Text section start

11. Insulin Receptor

 

Insulin and IGF-1 receptors are homologous to tyrosine kinase receptors (Boucher J et al., 2014).  

 

Insulin receptor (IR) and IGF-1 receptor (IGF-1R) include two extracellular α subunits and two transmembrane β subunis, which are connected by disulfide bonds (Boucher J et al., 2014).

 

11.1. PIP3 and PI3K and Related Downstream Pathway 

 

PI3K and AKT/ PKB (protein kinase B) signaling pathway is an important pathway, which plays role in partaking of IRS (Insulin Receptor Substrate) in insulin metabolic functions (Boucher J et al., 2014).

 

As IRS is tyrosine phosphorylated then PI3K is induced and results in the activation of PIP2 and production of PIP3, which causes the AKT/PKB deployment to the plasma membrane and promotes its phosphorylation and induction and ultimately the stimulation of downstream signaling pathway (Myers M G Jr et al., 1992) (Shaw L M., 2011) (Boucher J et al., 2014).

 

AGG family of protein kinases, which are controlled by PI3K are phosphorylated and activated by PDK-1 (3-phosphoinositide-dependent protein kinase-1) (Bayascas J R., 2010 as cited in Boucher J et al., 2014) (Boucher J et al., 2014). It is also known that phosphorylation of PKCs by PDK-1 is responsible for the induction of aPKCs (atypical PKCs), PKCζ and PKCλ/ι (Boucher J et al., 2014). Glucose transport, prompted by insulin and control of lipid synthesis is regulated by aPKC  (Boucher J et al., 2014).

 

In order to fully activate AKT/PKB, then mTORC2 needs to phosphorylate this protein kinase at Ser-473 (Sarbassov D D et al., 2005 as cited in Boucher J et al., 2014) (Oh W L and Jacinto E., 2011) (Boucher J et al., 2014). 

 

Impairment of DNA results in phosphorylation and activation of AKT/PKB by DNAPK (DNA-dependent protein kinase), which plays a part in controlling fatty acid synthease (a metabolic gene) activities through insulin (Bozulic L et al., 2008) (Wong R H F et al., 2009) (Boucher J et al., 2014).

Text section end
Exercise data section start

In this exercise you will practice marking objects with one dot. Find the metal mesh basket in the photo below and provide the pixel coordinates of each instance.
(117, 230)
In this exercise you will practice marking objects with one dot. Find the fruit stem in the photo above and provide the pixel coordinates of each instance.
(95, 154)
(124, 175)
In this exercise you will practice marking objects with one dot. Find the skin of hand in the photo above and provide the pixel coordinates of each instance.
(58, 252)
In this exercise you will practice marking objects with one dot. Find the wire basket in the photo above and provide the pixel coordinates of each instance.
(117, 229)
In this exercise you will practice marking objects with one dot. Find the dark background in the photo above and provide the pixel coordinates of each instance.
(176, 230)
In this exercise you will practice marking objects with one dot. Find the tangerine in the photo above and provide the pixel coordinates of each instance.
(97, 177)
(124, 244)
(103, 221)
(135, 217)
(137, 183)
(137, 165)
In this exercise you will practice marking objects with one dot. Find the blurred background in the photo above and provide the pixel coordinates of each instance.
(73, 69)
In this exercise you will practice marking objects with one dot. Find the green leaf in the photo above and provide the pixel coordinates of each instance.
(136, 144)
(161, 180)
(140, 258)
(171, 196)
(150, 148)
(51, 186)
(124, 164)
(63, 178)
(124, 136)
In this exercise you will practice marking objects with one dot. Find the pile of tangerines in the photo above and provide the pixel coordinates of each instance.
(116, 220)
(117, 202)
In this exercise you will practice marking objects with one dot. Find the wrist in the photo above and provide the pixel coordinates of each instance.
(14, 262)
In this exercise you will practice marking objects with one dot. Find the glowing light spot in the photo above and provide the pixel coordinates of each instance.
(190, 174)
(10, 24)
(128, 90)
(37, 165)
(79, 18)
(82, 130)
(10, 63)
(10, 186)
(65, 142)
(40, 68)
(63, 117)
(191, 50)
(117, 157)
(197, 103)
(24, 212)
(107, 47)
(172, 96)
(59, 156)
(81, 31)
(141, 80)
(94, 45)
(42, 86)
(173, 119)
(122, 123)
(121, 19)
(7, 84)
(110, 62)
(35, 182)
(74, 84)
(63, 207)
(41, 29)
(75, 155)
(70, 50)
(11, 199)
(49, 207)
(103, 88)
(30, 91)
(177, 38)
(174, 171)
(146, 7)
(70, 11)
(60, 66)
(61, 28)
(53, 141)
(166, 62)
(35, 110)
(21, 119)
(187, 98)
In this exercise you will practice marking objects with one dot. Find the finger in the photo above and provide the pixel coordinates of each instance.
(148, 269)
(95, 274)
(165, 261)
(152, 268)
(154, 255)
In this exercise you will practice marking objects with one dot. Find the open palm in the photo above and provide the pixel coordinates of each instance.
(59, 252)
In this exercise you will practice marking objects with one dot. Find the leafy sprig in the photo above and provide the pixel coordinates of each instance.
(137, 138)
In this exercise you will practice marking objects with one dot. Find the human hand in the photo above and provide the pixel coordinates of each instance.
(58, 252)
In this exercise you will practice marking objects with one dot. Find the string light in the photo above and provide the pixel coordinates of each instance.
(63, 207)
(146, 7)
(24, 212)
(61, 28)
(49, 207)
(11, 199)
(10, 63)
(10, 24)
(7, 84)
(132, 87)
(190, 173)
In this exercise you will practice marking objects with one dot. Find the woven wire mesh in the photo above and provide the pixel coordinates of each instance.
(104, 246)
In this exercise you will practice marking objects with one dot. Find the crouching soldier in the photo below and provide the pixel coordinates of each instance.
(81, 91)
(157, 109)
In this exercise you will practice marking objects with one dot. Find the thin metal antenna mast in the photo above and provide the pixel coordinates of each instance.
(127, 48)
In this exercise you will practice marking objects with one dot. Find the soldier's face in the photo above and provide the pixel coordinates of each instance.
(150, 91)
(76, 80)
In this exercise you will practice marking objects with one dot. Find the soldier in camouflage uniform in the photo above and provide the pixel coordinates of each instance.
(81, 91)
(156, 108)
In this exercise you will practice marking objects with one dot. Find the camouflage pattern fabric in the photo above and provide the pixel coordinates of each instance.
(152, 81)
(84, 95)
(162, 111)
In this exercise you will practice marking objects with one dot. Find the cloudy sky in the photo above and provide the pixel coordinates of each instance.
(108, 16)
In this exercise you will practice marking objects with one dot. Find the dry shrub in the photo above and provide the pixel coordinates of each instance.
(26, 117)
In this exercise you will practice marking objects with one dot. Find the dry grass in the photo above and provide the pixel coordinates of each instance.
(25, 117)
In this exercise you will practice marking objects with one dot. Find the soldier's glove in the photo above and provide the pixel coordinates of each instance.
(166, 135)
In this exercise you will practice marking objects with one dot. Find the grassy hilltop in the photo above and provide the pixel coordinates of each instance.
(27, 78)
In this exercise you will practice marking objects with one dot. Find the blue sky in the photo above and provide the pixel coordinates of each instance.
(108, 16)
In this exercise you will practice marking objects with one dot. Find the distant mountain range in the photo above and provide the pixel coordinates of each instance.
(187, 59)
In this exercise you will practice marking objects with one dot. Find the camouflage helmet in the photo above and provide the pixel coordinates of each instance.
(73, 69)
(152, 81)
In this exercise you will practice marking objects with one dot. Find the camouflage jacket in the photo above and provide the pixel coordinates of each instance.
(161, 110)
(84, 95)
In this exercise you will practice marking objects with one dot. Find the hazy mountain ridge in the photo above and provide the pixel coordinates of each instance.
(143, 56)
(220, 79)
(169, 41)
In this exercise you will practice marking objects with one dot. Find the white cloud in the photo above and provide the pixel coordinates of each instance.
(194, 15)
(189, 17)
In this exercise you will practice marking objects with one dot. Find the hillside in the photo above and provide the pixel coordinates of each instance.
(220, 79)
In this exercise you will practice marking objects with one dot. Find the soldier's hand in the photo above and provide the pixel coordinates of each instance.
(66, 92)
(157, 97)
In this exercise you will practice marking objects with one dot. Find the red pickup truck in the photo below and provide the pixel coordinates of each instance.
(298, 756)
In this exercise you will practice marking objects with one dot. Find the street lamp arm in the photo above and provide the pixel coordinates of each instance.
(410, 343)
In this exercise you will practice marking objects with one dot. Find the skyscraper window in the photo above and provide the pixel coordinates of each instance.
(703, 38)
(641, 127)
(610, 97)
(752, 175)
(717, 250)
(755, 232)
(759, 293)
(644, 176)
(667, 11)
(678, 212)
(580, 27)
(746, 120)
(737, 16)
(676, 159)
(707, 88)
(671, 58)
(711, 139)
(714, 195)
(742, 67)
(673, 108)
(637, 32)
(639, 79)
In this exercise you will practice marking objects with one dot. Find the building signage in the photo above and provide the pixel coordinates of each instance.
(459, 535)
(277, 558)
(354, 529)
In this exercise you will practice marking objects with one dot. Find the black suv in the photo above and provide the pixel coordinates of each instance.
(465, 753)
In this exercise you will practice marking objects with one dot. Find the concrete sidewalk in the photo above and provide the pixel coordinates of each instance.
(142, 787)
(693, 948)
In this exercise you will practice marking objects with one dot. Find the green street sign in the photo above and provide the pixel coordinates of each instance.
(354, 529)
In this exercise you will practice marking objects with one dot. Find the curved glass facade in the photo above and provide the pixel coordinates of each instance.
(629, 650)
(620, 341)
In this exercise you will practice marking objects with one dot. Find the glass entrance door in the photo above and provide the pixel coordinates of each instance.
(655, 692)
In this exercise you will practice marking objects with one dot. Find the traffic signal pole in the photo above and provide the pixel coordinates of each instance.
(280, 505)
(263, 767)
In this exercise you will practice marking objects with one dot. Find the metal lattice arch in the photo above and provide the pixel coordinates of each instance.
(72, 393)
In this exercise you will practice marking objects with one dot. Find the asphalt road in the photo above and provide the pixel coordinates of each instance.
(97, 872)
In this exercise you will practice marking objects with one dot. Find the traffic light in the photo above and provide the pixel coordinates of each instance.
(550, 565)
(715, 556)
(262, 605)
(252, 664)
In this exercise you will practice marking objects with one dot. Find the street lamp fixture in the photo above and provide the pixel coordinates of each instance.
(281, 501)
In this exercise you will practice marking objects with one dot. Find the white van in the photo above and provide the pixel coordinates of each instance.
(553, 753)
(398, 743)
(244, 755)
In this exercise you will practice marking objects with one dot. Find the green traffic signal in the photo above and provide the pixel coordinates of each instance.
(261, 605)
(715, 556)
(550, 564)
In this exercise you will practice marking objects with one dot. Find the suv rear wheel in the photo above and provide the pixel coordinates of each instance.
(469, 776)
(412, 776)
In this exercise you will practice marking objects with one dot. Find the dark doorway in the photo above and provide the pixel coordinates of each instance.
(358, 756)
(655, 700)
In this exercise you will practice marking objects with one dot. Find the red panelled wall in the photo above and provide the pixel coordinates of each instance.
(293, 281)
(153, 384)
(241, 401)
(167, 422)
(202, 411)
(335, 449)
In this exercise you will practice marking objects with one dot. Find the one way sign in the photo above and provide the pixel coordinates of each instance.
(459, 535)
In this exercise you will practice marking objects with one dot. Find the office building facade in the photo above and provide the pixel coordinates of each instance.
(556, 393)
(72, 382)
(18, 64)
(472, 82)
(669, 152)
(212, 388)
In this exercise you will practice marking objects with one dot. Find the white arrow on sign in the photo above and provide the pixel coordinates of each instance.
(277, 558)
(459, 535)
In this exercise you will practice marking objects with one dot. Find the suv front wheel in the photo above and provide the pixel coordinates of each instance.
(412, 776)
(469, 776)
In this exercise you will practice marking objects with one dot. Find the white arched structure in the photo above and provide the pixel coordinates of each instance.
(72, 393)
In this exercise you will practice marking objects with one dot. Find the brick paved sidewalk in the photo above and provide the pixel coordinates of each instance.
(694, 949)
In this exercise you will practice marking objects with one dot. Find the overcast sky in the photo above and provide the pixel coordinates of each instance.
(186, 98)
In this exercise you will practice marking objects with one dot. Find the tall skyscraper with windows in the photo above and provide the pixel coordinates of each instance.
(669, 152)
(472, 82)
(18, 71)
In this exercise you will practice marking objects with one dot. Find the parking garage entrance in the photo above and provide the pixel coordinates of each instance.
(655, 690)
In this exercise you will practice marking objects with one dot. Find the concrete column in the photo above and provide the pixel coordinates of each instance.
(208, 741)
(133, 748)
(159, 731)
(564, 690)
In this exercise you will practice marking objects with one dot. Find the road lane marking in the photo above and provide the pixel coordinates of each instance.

Exercise data section end

• _To do_
A - What structure do the insulin receptor and the IGF-1 receptor share, according to the insulin receptor text?
B - Summarize the insulin receptor text in two sentences.
The records are separate material with no connection to the text.

• _Answers for this exercise_
A - Each has two extracellular α subunits and two transmembrane β subunits, connected by disulfide bonds.

B - Insulin and IGF-1 receptors are homologous to tyrosine kinase receptors and consist of two extracellular α subunits and two transmembrane β subunits joined by disulfide bonds. In the PI3K and AKT/PKB pathway, tyrosine-phosphorylated IRS induces PI3K, which leads to PIP3 production and the movement of AKT/PKB to the plasma membrane for phosphorylation and activation, with full activation requiring mTORC2 to phosphorylate it at Ser-473.